Supplied data:
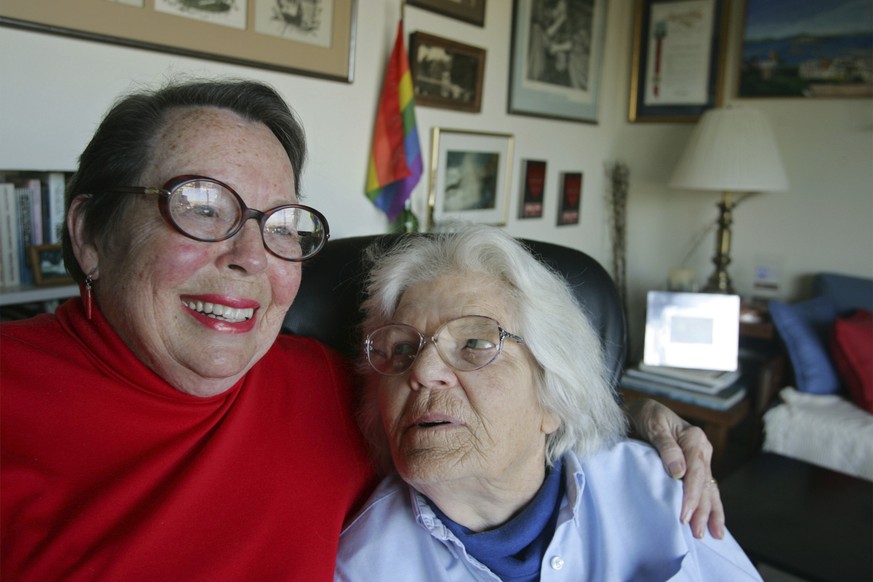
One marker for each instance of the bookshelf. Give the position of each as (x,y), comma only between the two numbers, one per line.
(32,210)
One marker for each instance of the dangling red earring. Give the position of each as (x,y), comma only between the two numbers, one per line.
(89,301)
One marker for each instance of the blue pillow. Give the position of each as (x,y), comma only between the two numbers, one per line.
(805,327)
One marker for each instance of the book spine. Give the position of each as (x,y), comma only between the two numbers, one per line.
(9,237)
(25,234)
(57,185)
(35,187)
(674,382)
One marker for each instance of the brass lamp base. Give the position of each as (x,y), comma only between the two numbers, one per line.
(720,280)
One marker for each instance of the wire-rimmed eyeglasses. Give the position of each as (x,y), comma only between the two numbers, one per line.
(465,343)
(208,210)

--

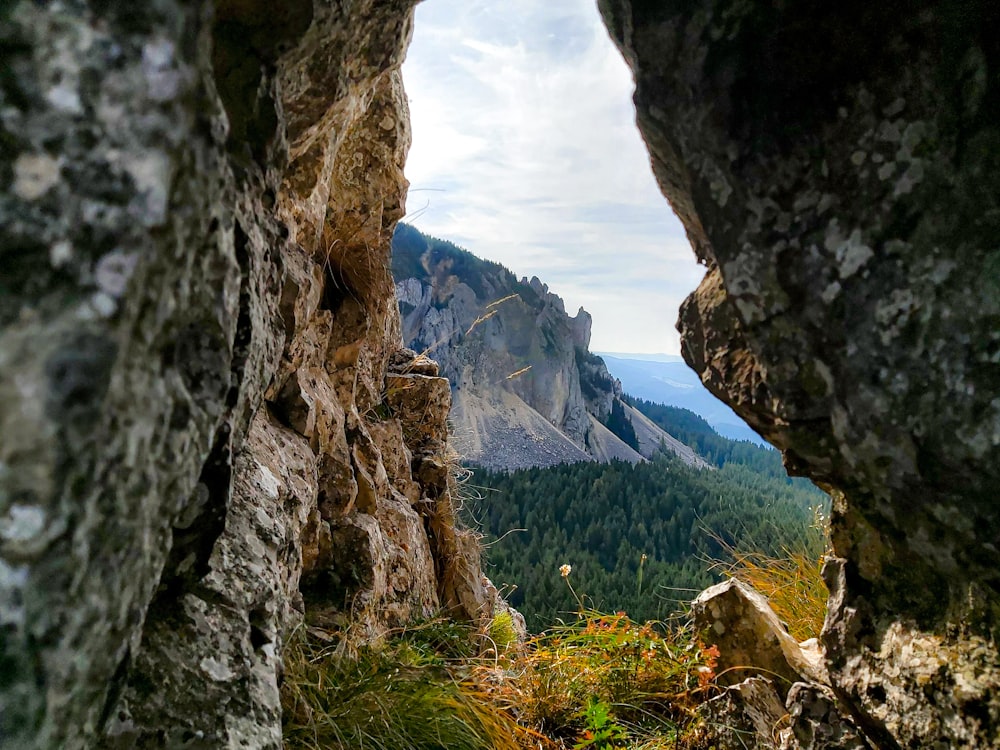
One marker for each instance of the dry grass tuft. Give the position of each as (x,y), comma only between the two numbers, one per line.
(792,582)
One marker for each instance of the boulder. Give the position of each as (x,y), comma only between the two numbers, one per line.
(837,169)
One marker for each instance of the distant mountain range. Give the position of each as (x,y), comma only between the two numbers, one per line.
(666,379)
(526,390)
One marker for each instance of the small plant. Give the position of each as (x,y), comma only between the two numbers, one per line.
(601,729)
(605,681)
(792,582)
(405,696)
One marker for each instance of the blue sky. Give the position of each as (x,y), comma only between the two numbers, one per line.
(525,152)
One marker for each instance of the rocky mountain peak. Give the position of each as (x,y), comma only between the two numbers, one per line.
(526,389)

Task objective: How many lines in the listing above contain the word "blue"? Reply with the number alone.

Answer to this task: 2